◆ **What you need to do**
Without omitting anything, copy the data exactly.

** Opening Exercise input block **

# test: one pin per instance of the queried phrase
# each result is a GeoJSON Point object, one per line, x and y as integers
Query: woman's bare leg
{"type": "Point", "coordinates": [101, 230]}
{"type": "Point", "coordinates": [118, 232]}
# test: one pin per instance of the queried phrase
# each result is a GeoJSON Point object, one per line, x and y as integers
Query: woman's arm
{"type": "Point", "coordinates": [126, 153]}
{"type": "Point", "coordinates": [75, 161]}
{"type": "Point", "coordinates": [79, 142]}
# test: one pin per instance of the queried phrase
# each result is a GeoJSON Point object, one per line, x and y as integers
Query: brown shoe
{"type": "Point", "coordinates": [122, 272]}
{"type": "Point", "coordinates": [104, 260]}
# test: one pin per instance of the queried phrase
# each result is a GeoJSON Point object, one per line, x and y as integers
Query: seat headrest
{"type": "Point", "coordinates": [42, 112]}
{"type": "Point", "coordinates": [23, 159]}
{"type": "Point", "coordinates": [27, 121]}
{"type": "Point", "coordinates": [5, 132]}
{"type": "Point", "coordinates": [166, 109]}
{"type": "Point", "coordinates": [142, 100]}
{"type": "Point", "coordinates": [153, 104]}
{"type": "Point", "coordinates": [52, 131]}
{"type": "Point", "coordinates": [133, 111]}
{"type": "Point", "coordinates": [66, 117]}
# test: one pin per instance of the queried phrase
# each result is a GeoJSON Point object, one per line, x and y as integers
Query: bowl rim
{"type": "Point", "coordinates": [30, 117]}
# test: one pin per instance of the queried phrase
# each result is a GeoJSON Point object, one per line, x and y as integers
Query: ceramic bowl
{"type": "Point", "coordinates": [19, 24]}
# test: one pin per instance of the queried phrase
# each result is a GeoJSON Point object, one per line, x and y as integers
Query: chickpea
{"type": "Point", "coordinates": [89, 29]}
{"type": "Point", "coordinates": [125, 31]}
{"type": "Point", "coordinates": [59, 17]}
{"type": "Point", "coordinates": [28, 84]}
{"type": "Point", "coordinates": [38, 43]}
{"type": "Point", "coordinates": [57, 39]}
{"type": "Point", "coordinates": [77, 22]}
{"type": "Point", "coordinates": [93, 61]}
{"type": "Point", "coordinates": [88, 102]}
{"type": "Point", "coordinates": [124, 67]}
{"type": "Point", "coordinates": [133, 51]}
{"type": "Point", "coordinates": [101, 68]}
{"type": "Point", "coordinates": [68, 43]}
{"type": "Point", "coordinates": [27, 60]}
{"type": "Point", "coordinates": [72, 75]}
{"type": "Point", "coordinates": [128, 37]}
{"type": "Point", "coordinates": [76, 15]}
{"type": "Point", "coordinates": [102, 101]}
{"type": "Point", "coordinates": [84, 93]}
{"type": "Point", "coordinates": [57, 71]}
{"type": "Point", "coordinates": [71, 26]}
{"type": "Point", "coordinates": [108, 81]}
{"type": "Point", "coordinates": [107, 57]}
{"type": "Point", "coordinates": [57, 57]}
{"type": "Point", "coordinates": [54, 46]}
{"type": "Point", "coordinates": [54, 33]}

** Closing Exercise input block **

◆ **Response**
# test: one pin per instance of the queried phrase
# each result is a GeoJSON Point object, one per line, x and y as integers
Query: woman's bare leg
{"type": "Point", "coordinates": [101, 230]}
{"type": "Point", "coordinates": [118, 232]}
# test: one pin per instance of the queried phrase
# each result is a GeoJSON Point object, one per line, x and y as integers
Query: woman's arm
{"type": "Point", "coordinates": [126, 153]}
{"type": "Point", "coordinates": [75, 161]}
{"type": "Point", "coordinates": [79, 142]}
# test: one pin per instance of the queried phrase
# each result is a GeoJSON Point object, one per line, x and y as integers
Query: brown shoe
{"type": "Point", "coordinates": [122, 272]}
{"type": "Point", "coordinates": [104, 260]}
# test: one pin per instance of the queried phrase
# each result is a GeoJSON Point object, one per line, x and y as integers
Query: seat headrest
{"type": "Point", "coordinates": [42, 112]}
{"type": "Point", "coordinates": [23, 159]}
{"type": "Point", "coordinates": [27, 121]}
{"type": "Point", "coordinates": [5, 132]}
{"type": "Point", "coordinates": [166, 109]}
{"type": "Point", "coordinates": [142, 100]}
{"type": "Point", "coordinates": [153, 104]}
{"type": "Point", "coordinates": [52, 131]}
{"type": "Point", "coordinates": [133, 111]}
{"type": "Point", "coordinates": [66, 117]}
# test: one pin per instance of the queried phrase
# each result is a GeoJSON Point object, one per line, x and y as integers
Query: bowl rim
{"type": "Point", "coordinates": [30, 117]}
# test: one pin per instance of the queried phrase
# each result is a GeoJSON Point object, one per line, x and y as integers
Query: ceramic bowl
{"type": "Point", "coordinates": [19, 24]}
# test: one pin per instance of the queried phrase
# each result is a GeoJSON Point object, one per line, x and y as integers
Query: chickpea
{"type": "Point", "coordinates": [89, 29]}
{"type": "Point", "coordinates": [125, 31]}
{"type": "Point", "coordinates": [59, 17]}
{"type": "Point", "coordinates": [28, 84]}
{"type": "Point", "coordinates": [38, 43]}
{"type": "Point", "coordinates": [57, 39]}
{"type": "Point", "coordinates": [77, 22]}
{"type": "Point", "coordinates": [93, 61]}
{"type": "Point", "coordinates": [88, 102]}
{"type": "Point", "coordinates": [124, 67]}
{"type": "Point", "coordinates": [133, 51]}
{"type": "Point", "coordinates": [101, 68]}
{"type": "Point", "coordinates": [68, 43]}
{"type": "Point", "coordinates": [27, 60]}
{"type": "Point", "coordinates": [72, 75]}
{"type": "Point", "coordinates": [128, 37]}
{"type": "Point", "coordinates": [76, 15]}
{"type": "Point", "coordinates": [102, 101]}
{"type": "Point", "coordinates": [84, 93]}
{"type": "Point", "coordinates": [57, 71]}
{"type": "Point", "coordinates": [71, 26]}
{"type": "Point", "coordinates": [108, 81]}
{"type": "Point", "coordinates": [107, 57]}
{"type": "Point", "coordinates": [57, 57]}
{"type": "Point", "coordinates": [54, 46]}
{"type": "Point", "coordinates": [54, 33]}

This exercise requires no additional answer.